--- What to do ---
Would you please repeat the data that follows, exactly as it reads?

--- Extracted entries ---
____

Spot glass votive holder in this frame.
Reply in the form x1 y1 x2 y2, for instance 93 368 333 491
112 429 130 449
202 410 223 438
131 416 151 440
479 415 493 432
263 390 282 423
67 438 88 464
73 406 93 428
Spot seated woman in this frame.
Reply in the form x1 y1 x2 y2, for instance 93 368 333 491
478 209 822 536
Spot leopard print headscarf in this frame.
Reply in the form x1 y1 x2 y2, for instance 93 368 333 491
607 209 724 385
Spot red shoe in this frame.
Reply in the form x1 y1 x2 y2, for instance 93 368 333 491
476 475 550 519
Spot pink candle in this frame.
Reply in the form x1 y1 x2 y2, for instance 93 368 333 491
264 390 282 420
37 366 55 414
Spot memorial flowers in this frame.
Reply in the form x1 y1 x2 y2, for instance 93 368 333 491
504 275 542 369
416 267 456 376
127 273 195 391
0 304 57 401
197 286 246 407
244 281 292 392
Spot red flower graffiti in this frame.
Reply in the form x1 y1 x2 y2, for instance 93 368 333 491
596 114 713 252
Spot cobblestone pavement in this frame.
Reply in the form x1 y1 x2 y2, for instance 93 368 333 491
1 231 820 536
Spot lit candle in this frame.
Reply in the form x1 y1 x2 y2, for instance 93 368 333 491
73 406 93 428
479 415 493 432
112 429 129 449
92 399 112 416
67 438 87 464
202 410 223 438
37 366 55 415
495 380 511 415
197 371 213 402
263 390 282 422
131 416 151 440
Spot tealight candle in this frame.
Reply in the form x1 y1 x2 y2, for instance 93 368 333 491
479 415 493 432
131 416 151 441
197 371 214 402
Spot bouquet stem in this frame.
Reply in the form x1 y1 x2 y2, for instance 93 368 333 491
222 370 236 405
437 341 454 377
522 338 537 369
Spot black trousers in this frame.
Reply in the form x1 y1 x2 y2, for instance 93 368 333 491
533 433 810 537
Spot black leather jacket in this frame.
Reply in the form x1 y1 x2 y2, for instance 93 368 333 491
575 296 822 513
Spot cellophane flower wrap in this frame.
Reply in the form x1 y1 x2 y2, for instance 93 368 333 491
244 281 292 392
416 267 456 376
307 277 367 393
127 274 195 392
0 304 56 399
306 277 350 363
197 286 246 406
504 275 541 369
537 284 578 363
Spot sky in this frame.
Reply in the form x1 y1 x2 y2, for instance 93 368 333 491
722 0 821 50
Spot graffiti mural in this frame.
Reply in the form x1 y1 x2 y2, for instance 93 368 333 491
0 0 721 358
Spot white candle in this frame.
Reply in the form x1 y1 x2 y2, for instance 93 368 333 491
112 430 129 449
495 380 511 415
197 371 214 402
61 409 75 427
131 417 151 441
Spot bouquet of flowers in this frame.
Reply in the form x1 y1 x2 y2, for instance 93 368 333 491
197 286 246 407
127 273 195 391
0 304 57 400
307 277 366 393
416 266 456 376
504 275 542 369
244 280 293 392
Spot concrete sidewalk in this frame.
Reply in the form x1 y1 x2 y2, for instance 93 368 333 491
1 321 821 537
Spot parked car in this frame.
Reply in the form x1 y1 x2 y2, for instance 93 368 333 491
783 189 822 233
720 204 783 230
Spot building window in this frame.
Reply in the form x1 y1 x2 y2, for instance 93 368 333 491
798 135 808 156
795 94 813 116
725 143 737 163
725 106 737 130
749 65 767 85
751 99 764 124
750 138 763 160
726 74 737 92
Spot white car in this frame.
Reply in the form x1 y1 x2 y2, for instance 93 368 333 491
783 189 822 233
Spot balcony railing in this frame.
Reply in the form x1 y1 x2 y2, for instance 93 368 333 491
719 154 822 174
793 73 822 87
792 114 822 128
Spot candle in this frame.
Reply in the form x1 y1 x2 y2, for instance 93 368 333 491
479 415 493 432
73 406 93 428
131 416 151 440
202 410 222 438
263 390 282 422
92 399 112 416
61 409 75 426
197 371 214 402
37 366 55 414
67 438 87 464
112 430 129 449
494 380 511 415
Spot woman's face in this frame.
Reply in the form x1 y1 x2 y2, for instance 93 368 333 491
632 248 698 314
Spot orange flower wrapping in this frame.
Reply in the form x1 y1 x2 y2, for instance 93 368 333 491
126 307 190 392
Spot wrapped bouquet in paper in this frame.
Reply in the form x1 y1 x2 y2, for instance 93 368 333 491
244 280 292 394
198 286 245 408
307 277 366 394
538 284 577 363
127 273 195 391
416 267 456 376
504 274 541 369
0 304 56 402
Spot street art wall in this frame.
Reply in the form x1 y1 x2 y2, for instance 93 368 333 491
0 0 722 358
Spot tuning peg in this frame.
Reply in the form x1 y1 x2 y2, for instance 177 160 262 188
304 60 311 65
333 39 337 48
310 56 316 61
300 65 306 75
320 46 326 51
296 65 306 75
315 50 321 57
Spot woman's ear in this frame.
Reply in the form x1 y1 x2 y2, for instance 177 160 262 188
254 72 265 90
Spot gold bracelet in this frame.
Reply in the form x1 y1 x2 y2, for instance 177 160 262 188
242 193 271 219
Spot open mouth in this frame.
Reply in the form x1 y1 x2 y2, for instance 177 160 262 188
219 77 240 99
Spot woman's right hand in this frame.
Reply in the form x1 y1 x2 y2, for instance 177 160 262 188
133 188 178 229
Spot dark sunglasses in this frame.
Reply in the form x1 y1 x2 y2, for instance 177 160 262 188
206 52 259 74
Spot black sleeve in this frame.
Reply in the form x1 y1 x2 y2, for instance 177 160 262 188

____

--- Task result ---
Spot glass votive holder in this frame.
Reply in the form x1 y1 x2 y2, for instance 93 368 333 491
112 429 130 449
202 410 223 438
131 416 151 440
479 415 493 432
263 390 282 423
67 438 88 464
73 406 93 428
Spot seated woman in this frame.
Reply in the form x1 y1 x2 y2, for instance 93 368 333 491
478 209 822 536
Spot leopard print headscarf in this frame.
Reply in the form x1 y1 x2 y2, for instance 93 368 333 491
607 209 724 385
Spot red shoe in this frame.
Reply in the form x1 y1 x2 y2, for instance 93 368 333 491
476 475 550 519
Spot pink candle in this frame.
Reply in the form x1 y1 x2 y2, for instance 93 368 333 491
264 390 282 420
37 366 55 414
Spot memorial flowers in this frame.
Reply in the form x1 y1 x2 y2, for instance 93 368 333 491
504 275 542 369
416 267 456 376
127 273 195 391
0 304 57 401
197 286 246 407
244 281 292 392
Spot red flower graffiti in this frame.
Reply in the form x1 y1 x2 y2, for instance 93 368 333 491
596 114 713 252
Spot cobblestone pavement in this frame.
Reply in the form x1 y1 x2 y2, for instance 93 368 333 491
1 231 820 536
Spot lit candle in this frame.
Reply in the form x1 y1 x2 y2, for instance 93 368 333 491
73 406 93 428
479 415 493 432
112 429 129 449
92 399 112 416
67 438 87 464
202 410 223 438
37 366 55 415
495 380 511 415
197 371 213 402
263 390 282 422
131 416 151 440
Spot tealight candle in this frame.
Reply in the form x1 y1 x2 y2, for instance 93 368 333 491
479 415 493 432
131 416 151 441
197 371 214 402
Spot bouquet stem in this frame.
Reply in the form x1 y1 x2 y2, for instance 93 368 333 491
222 370 236 405
437 341 454 377
522 338 537 369
Spot black trousers in this frame.
Reply in the form x1 y1 x2 y2, for instance 93 368 333 491
533 433 810 537
Spot black leather jacket in this frame.
Reply in the form x1 y1 x2 y2, for instance 93 368 333 491
575 296 822 513
Spot cellophane flower wrap in this frame.
Reply in the form x1 y1 x2 y2, for instance 93 368 333 491
244 281 292 392
416 267 456 376
307 277 367 393
127 274 195 392
0 304 56 399
306 277 350 363
197 286 246 406
504 275 541 369
537 284 578 363
Spot sky in this frame.
Reply in the form x1 y1 x2 y2, for instance 93 368 333 491
722 0 821 50
Spot graffiti mural in this frame.
Reply in the form x1 y1 x2 y2, for instance 93 368 333 491
0 0 721 358
Spot white candle in this frame.
Reply in the form x1 y1 x2 y2, for instance 93 368 333 491
112 430 129 449
495 380 511 415
197 371 214 402
61 409 75 427
131 417 151 441
Spot bouquet of flowers in this frame.
Reply in the form x1 y1 x2 y2, for instance 93 368 333 491
197 286 246 407
127 273 195 391
0 304 57 400
307 277 366 393
416 266 456 376
504 275 542 369
244 280 293 392
Spot concrete sidewalk in this frame.
Reply in the form x1 y1 x2 y2, for instance 93 368 333 491
1 321 821 537
Spot parked car in this frame.
Reply in the form x1 y1 x2 y2, for instance 93 368 333 491
783 189 822 233
720 204 783 230
Spot building window in this frame.
Reply in the form x1 y1 x2 y2, for instance 93 368 333 491
798 135 808 156
795 94 813 116
725 143 737 163
725 106 737 130
749 65 767 85
751 99 764 124
750 138 763 160
726 74 737 92
Spot white car in this frame.
Reply in the form x1 y1 x2 y2, for instance 93 368 333 491
783 189 822 233
Spot balcony railing in this frame.
Reply in the form x1 y1 x2 y2, for instance 93 368 333 491
719 154 822 174
793 73 822 87
792 114 822 128
Spot candle in this frame.
Reply in the form x1 y1 x2 y2, for instance 93 368 333 491
479 415 493 432
73 406 93 428
131 416 151 440
202 410 222 438
263 390 282 422
92 399 112 416
61 409 75 426
197 371 214 402
37 366 55 414
67 438 87 464
112 430 129 449
494 380 511 415
Spot woman's face in this frame.
Reply in the form x1 y1 x2 y2, for instance 93 368 333 491
632 248 698 314
Spot orange flower wrapping in this frame.
Reply in the form x1 y1 x2 y2, for instance 93 368 333 491
126 307 190 392
Spot wrapped bouquet in paper in this frame.
Reply in the form x1 y1 x2 y2, for instance 93 368 333 491
244 280 292 394
198 286 245 408
307 277 366 394
538 284 577 363
127 273 195 391
416 267 456 376
504 274 541 369
0 304 56 402
Spot street art wall in this frame.
Reply in the form x1 y1 x2 y2, for instance 93 368 333 491
0 0 722 358
Spot tuning peg in this frame.
Reply in the form x1 y1 x2 y2, for instance 177 160 262 188
304 60 311 65
333 39 337 48
310 56 316 61
300 65 306 75
320 46 326 51
296 65 306 75
315 50 321 57
Spot woman's ear in this frame.
Reply in the form x1 y1 x2 y2, for instance 177 160 262 188
254 72 265 90
Spot gold bracelet in this frame.
Reply in the form x1 y1 x2 y2, for instance 177 160 262 188
242 193 271 219
Spot open mouth in this frame.
Reply in the form x1 y1 x2 y2, for instance 177 160 262 188
219 77 240 99
Spot woman's right hand in this frame.
Reply in the form x1 y1 x2 y2, for instance 177 160 262 188
133 188 178 229
Spot dark sunglasses in this frame.
Reply in the form x1 y1 x2 y2, for instance 177 160 262 188
206 52 259 74
Spot black sleeve in this frame.
Reply in the form x1 y1 x2 y2, for instance 177 160 262 188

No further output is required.